- **Task brief**
Write out every line from the listing below where the string "maroon" is found.

-*-*-

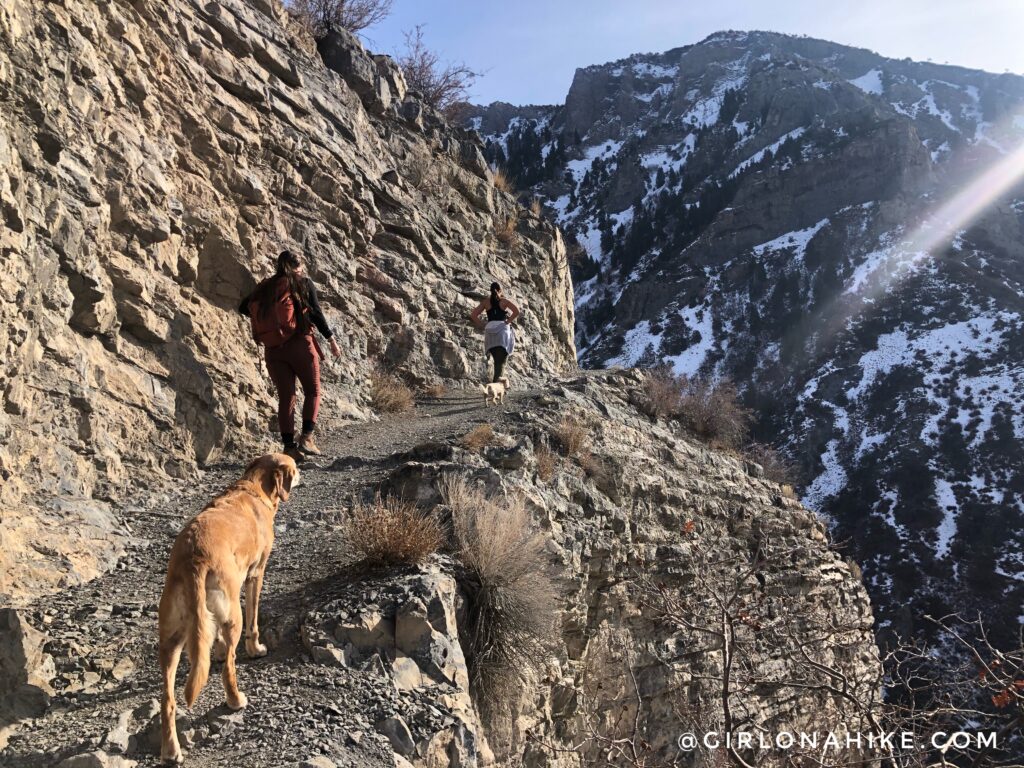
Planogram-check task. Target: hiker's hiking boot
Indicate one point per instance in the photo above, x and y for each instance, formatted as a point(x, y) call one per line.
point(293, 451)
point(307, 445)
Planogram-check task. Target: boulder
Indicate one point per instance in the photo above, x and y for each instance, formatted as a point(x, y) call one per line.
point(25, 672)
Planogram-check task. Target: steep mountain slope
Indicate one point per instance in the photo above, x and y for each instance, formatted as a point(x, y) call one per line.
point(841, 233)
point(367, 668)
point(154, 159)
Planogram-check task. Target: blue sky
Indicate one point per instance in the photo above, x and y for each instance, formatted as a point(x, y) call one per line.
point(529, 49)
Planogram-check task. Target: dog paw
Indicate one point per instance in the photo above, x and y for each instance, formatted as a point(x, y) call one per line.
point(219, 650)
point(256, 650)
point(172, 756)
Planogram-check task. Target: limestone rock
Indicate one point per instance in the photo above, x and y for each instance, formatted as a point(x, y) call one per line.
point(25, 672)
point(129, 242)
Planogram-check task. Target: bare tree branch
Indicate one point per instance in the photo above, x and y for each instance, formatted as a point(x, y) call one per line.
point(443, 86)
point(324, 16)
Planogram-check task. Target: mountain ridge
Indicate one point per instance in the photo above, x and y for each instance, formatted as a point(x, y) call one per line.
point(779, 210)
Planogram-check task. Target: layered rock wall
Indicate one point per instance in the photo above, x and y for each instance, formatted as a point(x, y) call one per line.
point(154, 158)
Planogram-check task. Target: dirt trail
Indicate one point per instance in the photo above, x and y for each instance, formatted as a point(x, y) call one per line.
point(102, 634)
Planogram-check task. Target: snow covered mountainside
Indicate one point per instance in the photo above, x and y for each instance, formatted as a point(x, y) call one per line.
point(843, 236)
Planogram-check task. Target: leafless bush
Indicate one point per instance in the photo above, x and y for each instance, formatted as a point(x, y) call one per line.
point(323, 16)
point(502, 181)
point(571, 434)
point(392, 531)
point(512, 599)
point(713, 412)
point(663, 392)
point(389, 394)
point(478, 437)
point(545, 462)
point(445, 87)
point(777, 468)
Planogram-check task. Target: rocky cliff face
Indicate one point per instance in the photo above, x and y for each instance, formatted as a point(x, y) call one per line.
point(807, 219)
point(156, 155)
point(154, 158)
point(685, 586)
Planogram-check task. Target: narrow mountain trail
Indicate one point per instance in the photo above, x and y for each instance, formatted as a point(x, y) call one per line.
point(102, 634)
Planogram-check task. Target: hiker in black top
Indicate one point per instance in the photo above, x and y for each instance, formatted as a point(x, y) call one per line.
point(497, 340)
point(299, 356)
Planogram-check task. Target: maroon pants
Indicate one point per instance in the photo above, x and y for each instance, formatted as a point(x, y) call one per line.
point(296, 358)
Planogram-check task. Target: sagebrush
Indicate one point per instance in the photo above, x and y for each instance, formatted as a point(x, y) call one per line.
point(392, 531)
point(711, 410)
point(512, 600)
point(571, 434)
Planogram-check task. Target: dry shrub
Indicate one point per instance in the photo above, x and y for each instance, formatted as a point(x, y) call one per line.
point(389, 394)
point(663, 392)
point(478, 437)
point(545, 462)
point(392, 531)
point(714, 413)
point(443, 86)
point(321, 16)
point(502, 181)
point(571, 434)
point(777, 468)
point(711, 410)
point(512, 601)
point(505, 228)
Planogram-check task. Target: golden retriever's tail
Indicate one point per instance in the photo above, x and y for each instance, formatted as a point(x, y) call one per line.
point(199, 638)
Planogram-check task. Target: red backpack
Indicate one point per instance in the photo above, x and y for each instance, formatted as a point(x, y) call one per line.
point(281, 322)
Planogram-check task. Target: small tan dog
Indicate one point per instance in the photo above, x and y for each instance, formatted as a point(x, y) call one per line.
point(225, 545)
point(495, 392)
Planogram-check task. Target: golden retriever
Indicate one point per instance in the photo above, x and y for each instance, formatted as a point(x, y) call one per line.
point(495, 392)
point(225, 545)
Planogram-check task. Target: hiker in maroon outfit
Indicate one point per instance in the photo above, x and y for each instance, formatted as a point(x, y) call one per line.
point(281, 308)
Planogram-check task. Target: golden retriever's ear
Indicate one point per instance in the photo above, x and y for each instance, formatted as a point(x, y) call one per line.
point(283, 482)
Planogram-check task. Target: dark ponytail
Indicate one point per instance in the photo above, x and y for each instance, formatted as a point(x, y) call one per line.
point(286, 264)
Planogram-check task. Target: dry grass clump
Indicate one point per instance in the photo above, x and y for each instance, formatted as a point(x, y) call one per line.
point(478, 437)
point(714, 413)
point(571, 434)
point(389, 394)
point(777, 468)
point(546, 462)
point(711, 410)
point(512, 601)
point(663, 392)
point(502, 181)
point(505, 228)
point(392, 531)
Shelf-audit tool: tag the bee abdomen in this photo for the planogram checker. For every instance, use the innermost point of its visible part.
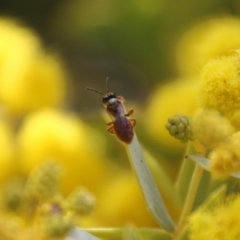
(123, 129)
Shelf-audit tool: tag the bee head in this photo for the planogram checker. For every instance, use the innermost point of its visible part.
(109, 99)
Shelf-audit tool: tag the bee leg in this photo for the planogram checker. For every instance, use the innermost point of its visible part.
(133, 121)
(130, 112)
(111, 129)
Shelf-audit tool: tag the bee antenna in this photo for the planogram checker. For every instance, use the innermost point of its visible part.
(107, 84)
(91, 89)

-*-*-

- **Task result**
Planogram-check task. Target: maroon pants
Planogram-check task. Target: hiker in maroon outfit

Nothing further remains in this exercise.